Work request: Reproduce all of the data exactly.

Referring expression pointing data:
_ _ _ _ _

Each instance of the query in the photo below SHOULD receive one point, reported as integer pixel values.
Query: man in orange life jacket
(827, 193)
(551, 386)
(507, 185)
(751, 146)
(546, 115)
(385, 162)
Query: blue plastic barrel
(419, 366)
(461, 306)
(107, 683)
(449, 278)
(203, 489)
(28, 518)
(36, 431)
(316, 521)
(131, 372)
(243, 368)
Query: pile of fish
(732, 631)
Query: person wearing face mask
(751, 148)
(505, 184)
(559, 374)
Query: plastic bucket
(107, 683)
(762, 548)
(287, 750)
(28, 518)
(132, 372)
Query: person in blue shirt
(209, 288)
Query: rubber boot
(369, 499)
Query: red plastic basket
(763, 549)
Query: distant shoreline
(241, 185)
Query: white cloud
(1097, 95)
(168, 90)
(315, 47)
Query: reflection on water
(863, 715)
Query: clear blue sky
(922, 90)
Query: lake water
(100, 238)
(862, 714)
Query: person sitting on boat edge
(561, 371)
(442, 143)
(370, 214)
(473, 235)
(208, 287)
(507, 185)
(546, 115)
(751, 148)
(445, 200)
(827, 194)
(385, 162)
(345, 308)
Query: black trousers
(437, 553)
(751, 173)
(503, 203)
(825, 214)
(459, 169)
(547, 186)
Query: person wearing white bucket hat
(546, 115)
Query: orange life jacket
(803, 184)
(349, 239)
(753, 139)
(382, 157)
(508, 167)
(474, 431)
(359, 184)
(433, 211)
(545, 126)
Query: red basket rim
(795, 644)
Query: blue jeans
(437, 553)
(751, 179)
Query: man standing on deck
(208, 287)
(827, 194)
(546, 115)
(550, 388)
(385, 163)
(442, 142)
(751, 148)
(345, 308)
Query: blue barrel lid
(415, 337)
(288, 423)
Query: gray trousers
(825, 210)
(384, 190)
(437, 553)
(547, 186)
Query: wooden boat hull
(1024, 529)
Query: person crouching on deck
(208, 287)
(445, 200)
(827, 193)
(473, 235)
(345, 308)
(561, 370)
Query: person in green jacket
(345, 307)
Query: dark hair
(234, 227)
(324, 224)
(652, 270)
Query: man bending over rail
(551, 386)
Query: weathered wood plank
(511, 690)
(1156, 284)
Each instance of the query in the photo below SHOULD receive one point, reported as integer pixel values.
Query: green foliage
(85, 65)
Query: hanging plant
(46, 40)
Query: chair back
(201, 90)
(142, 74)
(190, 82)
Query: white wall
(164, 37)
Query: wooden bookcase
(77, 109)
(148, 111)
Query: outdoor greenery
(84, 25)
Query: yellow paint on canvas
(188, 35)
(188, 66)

_ _ _ _ _

Expected answer:
Each instance of the query in the photo below SHOULD receive one point, reported as integer pixel values.
Query: man in orange life jacket
(827, 193)
(551, 386)
(507, 185)
(751, 146)
(546, 115)
(385, 162)
Query: blue plastic barrel
(419, 366)
(461, 306)
(107, 683)
(449, 278)
(203, 489)
(28, 518)
(36, 431)
(316, 521)
(131, 372)
(243, 368)
Query: pile of fish
(732, 631)
Query: person wearing face mask
(751, 148)
(505, 184)
(559, 374)
Query: plastic bucket
(107, 683)
(762, 548)
(287, 750)
(28, 518)
(132, 372)
Query: person in blue shirt
(209, 288)
Query: rubber boot
(369, 499)
Query: red plastic basket
(763, 549)
Query: distant shoreline
(241, 185)
Query: white cloud
(1097, 95)
(168, 90)
(315, 47)
Query: reflection on water
(863, 715)
Query: clear blue sky
(922, 90)
Query: lake water
(100, 238)
(862, 714)
Query: person sitting on boat edge
(561, 371)
(442, 143)
(370, 214)
(473, 235)
(208, 287)
(507, 185)
(546, 115)
(751, 148)
(445, 200)
(827, 194)
(385, 162)
(345, 308)
Query: black trousers
(437, 553)
(751, 173)
(503, 203)
(825, 214)
(459, 169)
(547, 186)
Query: person wearing white bucket hat
(546, 115)
Query: orange life jacket
(803, 184)
(349, 239)
(753, 139)
(382, 157)
(508, 167)
(474, 431)
(359, 184)
(433, 211)
(545, 126)
Query: red basket rim
(795, 644)
Query: blue jeans
(437, 553)
(751, 179)
Query: man standing on deck
(208, 287)
(827, 194)
(546, 115)
(550, 388)
(385, 163)
(442, 142)
(751, 148)
(345, 308)
Query: blue barrel lid
(415, 337)
(288, 423)
Query: gray trousers
(825, 210)
(384, 190)
(437, 553)
(547, 186)
Query: wooden boat hull
(1024, 529)
Query: person crouching on deck
(208, 287)
(445, 200)
(827, 193)
(473, 235)
(345, 308)
(561, 370)
Query: person in green jacket
(345, 307)
Query: dark hair
(234, 227)
(324, 224)
(652, 270)
Query: man bending over rail
(551, 386)
Query: weathered wood plank
(511, 690)
(1156, 284)
Each instance of the query in the photo below SHOULD receive one point, reported as integer pixel values.
Query: green foliage
(85, 65)
Query: hanging plant
(46, 40)
Query: chair back
(201, 90)
(142, 74)
(190, 82)
Query: white wall
(164, 37)
Query: wooden bookcase
(77, 109)
(148, 111)
Query: outdoor greenery
(84, 25)
Query: yellow paint on canvas
(188, 35)
(188, 66)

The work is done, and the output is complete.